Exercise instructions » Once you have read the records, output them exactly.
Given records section start
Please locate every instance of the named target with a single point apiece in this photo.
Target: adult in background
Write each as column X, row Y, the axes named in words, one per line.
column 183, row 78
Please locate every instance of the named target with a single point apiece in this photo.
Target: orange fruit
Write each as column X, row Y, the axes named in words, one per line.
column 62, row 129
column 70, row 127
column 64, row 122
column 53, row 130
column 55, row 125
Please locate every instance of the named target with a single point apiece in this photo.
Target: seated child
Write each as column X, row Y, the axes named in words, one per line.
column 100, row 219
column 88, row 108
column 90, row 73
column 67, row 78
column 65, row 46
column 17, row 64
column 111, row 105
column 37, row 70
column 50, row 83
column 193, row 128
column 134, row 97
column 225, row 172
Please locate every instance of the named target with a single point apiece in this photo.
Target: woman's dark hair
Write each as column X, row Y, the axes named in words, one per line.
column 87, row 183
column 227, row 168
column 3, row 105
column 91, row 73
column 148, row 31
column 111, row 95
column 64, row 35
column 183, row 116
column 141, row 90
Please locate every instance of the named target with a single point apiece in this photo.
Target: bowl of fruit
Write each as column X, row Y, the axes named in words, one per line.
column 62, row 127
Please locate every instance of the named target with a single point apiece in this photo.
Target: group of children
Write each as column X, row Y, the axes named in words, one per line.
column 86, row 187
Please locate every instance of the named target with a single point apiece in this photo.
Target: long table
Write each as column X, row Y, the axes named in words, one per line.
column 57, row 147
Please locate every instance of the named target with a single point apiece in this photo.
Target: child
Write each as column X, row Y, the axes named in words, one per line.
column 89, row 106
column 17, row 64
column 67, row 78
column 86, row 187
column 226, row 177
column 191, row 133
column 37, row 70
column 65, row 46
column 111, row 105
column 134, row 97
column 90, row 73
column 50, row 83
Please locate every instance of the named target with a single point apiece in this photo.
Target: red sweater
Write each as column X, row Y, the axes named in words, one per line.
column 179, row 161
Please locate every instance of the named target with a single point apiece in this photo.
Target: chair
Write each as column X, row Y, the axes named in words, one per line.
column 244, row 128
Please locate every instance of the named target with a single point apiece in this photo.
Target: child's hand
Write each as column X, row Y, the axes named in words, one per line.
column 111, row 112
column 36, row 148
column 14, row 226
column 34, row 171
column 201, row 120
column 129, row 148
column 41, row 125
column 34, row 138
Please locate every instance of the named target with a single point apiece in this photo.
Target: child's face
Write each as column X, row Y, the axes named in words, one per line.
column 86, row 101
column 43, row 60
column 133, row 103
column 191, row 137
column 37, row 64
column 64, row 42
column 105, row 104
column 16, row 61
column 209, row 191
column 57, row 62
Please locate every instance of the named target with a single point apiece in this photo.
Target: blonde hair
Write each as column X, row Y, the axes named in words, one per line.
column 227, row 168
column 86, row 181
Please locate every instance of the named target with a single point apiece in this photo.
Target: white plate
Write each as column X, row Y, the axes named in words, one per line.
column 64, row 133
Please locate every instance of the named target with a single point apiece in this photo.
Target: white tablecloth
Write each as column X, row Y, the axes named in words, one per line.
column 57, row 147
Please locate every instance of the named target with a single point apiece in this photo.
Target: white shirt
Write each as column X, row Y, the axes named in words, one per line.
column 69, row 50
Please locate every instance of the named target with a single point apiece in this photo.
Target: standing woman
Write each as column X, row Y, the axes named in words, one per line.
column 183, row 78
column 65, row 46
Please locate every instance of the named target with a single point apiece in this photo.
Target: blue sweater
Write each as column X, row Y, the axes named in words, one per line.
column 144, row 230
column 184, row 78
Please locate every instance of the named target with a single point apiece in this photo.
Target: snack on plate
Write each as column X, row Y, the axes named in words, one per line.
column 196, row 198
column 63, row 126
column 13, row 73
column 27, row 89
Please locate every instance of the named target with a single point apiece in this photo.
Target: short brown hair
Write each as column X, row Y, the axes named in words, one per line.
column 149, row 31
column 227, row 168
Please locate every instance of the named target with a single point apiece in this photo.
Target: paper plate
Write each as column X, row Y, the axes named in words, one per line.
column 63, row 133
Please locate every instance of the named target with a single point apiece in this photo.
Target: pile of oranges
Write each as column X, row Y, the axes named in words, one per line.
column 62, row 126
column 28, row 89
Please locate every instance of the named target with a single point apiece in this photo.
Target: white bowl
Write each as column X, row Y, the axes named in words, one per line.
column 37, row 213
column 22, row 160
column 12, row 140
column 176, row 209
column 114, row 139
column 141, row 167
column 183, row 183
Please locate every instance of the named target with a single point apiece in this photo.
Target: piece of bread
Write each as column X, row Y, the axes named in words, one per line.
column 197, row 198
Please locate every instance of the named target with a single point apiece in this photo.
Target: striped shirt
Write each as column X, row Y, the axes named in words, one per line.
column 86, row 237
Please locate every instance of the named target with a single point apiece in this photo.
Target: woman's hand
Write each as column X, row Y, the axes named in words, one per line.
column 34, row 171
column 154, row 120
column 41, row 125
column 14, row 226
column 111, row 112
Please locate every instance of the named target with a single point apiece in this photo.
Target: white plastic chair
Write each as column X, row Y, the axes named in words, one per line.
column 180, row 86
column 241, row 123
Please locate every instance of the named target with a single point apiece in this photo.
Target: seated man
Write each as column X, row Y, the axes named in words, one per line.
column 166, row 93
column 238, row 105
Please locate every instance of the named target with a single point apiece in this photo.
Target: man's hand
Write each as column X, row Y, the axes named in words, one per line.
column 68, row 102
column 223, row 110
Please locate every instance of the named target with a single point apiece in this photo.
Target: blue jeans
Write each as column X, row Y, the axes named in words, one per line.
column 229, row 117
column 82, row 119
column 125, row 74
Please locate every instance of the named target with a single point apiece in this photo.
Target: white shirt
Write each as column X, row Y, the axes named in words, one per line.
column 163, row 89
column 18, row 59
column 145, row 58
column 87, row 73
Given records section end
Reply to the exercise »
Please locate every instance of the named target with a single point apiece in this photo.
Target: adult in background
Write each as column X, row Y, the axes named in words, one per line.
column 183, row 78
Please locate every instance of the named target with a single point apiece in this photo.
Target: orange fruit
Write each as column X, row Y, the axes named in words, one per line.
column 62, row 129
column 70, row 127
column 64, row 122
column 53, row 130
column 55, row 125
Please locate every instance of the named target with a single point apiece in this photo.
Target: seated child
Write each as column X, row Y, the axes named in words, one per line.
column 100, row 219
column 88, row 108
column 90, row 73
column 67, row 78
column 65, row 46
column 17, row 64
column 111, row 105
column 37, row 70
column 50, row 83
column 193, row 128
column 134, row 97
column 225, row 172
Please locate every instance of the named target with a single point apiece in this photo.
Target: woman's dark hair
Write each as column X, row Y, the axes named in words, one per line.
column 87, row 183
column 227, row 168
column 3, row 105
column 91, row 73
column 148, row 31
column 111, row 95
column 64, row 35
column 183, row 116
column 141, row 90
Please locate every instance of the named target with a single point apiece in this photo.
Target: bowl of fruit
Write each as column X, row Y, the axes named in words, one per line.
column 62, row 127
Please locate every instance of the named target with a single point apiece in this photo.
Target: group of children
Write each as column X, row Y, the axes named in words, one per line.
column 86, row 187
Please locate every instance of the named target with a single point apiece in this photo.
Target: long table
Write each as column X, row Y, the axes named in words, one per line.
column 57, row 147
Please locate every instance of the named target with a single point apiece in this photo.
Target: child
Write each as column X, row Y, the axes named in words, one per line.
column 89, row 106
column 17, row 64
column 67, row 78
column 86, row 187
column 226, row 177
column 191, row 133
column 37, row 70
column 65, row 46
column 111, row 105
column 134, row 97
column 90, row 73
column 50, row 83
Please locate every instance of the named target with a single point apiece in this photo.
Target: red sweater
Write each as column X, row Y, the axes named in words, one per line.
column 179, row 161
Please locate every instance of the named target with a single point apiece in this photo.
Target: chair
Write each as column X, row Y, the axes named in words, one per line.
column 244, row 128
Please locate every instance of the named target with a single point apiece in this photo.
Target: child's hand
Write each as column X, row Y, the axes named in words, one per line.
column 111, row 112
column 36, row 148
column 14, row 226
column 34, row 171
column 201, row 120
column 129, row 148
column 41, row 125
column 34, row 138
Please locate every instance of the named target with a single point apiece in this photo.
Target: child's face
Write each as column X, row Y, the axes named in words, one per line.
column 86, row 101
column 43, row 60
column 133, row 103
column 191, row 137
column 37, row 64
column 64, row 42
column 105, row 104
column 16, row 61
column 209, row 191
column 57, row 62
Please locate every instance of the named target with a single point apiece in this photo.
Target: blonde hair
Write each as column X, row Y, the axes named in words, one per line.
column 227, row 168
column 86, row 181
Please locate every instance of the named target with a single point apiece in this photo.
Target: white plate
Write each as column X, row Y, the axes named in words, one per line.
column 64, row 133
Please locate every instance of the named target with a single point apiece in this photo.
Target: white tablecloth
Write each as column X, row Y, the axes named in words, one per line.
column 57, row 147
Please locate every instance of the named target with a single point apiece in this photo.
Target: white shirt
Write each as column X, row Y, the axes named in words, one per line.
column 69, row 50
Please locate every instance of the named target with a single point apiece in this photo.
Target: standing woman
Write each as column X, row Y, the axes named in words, one per line.
column 183, row 78
column 65, row 46
Please locate every instance of the named target with a single point apiece in this photo.
Target: blue sweater
Write each as column X, row Y, the axes named in words, one per line.
column 144, row 230
column 184, row 78
Please locate every instance of the named target with a single point apiece in this photo.
Target: snack on plate
Write each as column X, row Y, the axes named in words, one per line.
column 196, row 198
column 63, row 126
column 13, row 73
column 27, row 89
Please locate every instance of the named target with a single point apiece in this photo.
Target: short brown hair
Write each as column X, row Y, the axes named in words, one per line.
column 149, row 31
column 227, row 168
Please locate every instance of the named target with a single point apiece in this photo.
Target: paper plate
Write each as column X, row Y, the axes named in words, one per line.
column 63, row 133
Please locate every instance of the named target with a single point apiece in this photo.
Target: pile of oranges
Write each as column X, row Y, the axes named in words, one per line.
column 62, row 126
column 28, row 89
Please locate every instance of the named target with a single point apiece in this photo.
Target: white bowl
Write each as column X, row Y, the axes named in words, one per line.
column 37, row 213
column 22, row 160
column 12, row 140
column 176, row 209
column 114, row 139
column 141, row 167
column 183, row 183
Please locate every instance of the named target with a single point apiece in this photo.
Target: piece of bread
Write each as column X, row Y, the axes named in words, one per line.
column 197, row 198
Please locate every instance of the named target with a single point apiece in this photo.
Target: striped shirt
Write each as column X, row Y, the axes named in words, one per line.
column 86, row 237
Please locate every instance of the named target with a single point apiece in this photo.
Target: woman's hand
Write each as column X, row Y, the axes named in words, one per line.
column 34, row 171
column 154, row 120
column 41, row 125
column 14, row 226
column 111, row 112
Please locate every instance of the named target with a single point apiece in this photo.
Target: white plastic chair
Write each as column X, row Y, the axes named in words, one per line.
column 180, row 86
column 241, row 123
Please locate every instance of the named target with a single point apiece in this photo.
Target: seated man
Write each as column X, row Y, the axes named in words, one per line.
column 166, row 93
column 238, row 105
Please locate every instance of the named target with a single point apiece in this photo.
Target: man's hand
Write each as column X, row Y, the axes named in words, one per line.
column 68, row 102
column 223, row 110
Please locate every instance of the named target with a single point apiece in this photo.
Target: blue jeans
Write each as column X, row Y, the axes named in words, one per line.
column 229, row 117
column 82, row 119
column 125, row 74
Please locate every instance of the named target with a single point apiece in this photo.
Target: white shirt
Write each as column X, row Y, the axes named in words, one per line.
column 163, row 89
column 18, row 59
column 145, row 58
column 87, row 73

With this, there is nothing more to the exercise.